----- MATERIAL FOR THIS TASK -----

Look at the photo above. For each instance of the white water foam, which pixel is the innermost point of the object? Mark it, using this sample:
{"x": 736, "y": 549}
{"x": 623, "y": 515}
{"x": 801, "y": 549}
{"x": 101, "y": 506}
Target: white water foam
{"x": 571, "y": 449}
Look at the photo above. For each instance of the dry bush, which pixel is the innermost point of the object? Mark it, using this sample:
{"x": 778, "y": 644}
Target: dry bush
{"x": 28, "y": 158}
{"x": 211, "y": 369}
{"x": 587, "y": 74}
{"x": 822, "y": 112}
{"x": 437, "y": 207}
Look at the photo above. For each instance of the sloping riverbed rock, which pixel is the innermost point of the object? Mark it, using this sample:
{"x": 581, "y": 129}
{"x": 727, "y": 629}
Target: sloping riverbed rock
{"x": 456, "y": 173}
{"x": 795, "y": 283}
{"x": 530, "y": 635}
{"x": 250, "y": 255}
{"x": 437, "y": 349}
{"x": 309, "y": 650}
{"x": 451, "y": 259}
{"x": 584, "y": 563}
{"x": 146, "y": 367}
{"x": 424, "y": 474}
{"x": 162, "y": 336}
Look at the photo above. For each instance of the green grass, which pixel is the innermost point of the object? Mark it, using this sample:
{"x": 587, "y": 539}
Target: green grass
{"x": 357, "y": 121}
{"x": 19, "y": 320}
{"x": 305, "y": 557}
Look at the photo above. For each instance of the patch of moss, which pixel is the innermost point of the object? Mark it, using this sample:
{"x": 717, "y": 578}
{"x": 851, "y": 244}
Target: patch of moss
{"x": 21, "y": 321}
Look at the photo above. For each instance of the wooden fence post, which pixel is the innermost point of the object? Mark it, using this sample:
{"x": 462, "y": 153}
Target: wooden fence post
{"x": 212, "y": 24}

-----
----- MATERIAL FOR THIS TASK -----

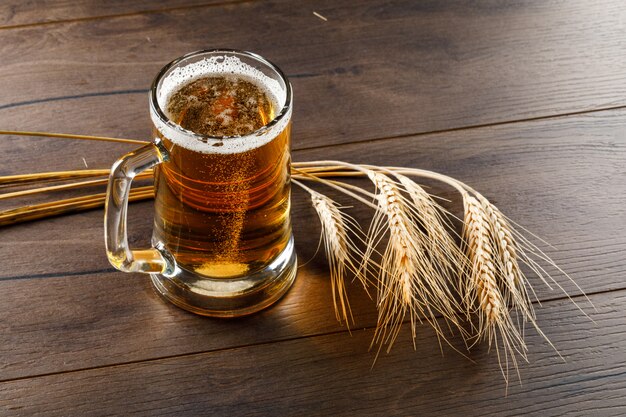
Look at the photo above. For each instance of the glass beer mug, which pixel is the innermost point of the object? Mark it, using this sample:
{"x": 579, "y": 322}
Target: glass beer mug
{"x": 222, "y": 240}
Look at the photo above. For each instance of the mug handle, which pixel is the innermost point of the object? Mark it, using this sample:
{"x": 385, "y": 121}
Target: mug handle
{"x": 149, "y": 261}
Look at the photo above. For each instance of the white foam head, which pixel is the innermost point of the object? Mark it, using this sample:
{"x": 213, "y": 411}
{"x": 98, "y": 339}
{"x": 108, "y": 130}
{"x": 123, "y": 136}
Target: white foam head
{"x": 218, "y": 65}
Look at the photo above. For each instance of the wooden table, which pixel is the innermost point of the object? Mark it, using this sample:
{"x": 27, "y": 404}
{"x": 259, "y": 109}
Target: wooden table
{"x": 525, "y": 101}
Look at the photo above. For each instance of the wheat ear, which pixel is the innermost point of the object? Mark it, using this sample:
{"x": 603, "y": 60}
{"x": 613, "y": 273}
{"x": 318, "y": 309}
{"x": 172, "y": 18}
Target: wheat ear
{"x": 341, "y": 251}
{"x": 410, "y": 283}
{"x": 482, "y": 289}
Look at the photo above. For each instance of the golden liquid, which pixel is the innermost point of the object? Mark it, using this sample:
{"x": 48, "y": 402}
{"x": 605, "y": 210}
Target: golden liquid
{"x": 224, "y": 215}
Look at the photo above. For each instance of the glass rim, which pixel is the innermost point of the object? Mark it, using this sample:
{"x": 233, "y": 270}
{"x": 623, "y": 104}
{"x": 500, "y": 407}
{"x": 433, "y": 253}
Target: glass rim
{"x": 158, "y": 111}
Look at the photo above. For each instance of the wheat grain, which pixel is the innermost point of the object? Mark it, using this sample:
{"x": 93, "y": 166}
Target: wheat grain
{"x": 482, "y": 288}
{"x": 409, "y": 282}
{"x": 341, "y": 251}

-----
----- MATERIAL FOR THIS TASK -----

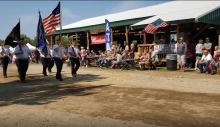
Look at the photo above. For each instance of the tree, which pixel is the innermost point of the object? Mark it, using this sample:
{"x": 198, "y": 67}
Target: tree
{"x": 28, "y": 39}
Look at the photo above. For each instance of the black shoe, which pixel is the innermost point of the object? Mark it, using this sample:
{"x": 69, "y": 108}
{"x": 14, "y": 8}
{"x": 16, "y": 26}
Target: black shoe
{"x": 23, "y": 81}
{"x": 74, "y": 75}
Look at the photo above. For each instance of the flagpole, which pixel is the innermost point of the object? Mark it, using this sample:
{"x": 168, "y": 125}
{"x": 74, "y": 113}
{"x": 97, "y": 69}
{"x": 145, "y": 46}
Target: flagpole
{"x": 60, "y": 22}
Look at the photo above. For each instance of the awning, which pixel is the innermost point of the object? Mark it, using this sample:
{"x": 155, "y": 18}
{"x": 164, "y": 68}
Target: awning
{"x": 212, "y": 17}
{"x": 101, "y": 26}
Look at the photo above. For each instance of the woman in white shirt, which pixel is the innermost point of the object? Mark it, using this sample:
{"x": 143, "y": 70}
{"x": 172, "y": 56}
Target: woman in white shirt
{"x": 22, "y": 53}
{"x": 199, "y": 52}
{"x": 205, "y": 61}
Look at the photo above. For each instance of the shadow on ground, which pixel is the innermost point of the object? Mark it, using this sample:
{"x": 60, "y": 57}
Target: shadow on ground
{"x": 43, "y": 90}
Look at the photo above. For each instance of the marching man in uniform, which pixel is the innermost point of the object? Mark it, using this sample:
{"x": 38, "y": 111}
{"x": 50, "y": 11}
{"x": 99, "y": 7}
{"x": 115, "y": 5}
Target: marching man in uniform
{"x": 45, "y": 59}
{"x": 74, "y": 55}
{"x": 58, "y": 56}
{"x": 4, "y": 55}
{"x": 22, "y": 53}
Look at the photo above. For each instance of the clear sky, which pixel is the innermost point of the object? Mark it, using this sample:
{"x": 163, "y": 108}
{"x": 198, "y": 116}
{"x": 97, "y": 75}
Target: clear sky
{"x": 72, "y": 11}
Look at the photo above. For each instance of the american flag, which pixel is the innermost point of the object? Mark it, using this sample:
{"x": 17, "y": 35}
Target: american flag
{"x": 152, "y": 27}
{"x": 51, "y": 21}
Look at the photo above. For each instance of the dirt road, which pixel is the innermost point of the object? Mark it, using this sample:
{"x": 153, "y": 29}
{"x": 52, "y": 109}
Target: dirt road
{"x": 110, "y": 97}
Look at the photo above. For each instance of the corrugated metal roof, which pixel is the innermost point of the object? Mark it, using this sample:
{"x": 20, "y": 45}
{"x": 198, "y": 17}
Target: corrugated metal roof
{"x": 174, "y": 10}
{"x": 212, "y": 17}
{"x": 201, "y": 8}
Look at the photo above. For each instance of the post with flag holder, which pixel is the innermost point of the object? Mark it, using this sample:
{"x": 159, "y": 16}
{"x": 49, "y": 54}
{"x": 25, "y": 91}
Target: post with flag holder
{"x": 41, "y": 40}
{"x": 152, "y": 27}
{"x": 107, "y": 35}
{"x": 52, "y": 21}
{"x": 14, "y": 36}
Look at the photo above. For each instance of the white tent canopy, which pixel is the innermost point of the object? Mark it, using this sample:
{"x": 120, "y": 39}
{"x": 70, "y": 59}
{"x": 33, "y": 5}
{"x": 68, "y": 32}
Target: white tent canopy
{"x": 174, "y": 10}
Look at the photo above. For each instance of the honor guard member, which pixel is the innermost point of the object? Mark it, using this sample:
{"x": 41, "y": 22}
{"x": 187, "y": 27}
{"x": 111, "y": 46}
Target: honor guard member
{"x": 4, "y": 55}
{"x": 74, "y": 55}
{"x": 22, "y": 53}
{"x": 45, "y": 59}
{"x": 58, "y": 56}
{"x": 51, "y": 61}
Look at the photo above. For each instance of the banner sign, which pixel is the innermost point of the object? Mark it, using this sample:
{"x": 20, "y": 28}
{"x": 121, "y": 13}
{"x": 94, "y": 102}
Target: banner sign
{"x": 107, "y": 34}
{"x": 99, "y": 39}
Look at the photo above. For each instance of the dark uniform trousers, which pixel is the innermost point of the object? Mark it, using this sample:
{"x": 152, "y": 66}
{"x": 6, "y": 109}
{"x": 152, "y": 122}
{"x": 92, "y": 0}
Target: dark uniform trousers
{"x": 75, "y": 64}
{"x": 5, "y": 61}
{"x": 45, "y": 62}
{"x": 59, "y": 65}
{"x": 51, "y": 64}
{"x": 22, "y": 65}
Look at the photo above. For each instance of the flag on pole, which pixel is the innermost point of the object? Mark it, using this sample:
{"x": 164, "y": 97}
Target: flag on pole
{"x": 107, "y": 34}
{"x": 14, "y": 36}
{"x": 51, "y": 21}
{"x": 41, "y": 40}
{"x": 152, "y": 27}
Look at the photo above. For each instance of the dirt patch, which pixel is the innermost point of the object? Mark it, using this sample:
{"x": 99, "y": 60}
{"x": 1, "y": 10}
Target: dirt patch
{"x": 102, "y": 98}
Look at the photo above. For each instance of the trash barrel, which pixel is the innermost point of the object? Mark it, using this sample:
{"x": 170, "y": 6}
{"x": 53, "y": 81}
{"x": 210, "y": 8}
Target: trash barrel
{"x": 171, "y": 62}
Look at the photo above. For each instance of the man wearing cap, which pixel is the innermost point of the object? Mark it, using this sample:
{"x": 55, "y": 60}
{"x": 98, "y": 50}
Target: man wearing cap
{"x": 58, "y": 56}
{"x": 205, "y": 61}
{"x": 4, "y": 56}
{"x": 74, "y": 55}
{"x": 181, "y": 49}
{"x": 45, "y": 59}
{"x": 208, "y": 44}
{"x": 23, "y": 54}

-----

→ **TASK REQUIREMENTS**: State the number of lines in the items above that contain the string "tree". Give only the number.

→ **EXERCISE SOLUTION**: 2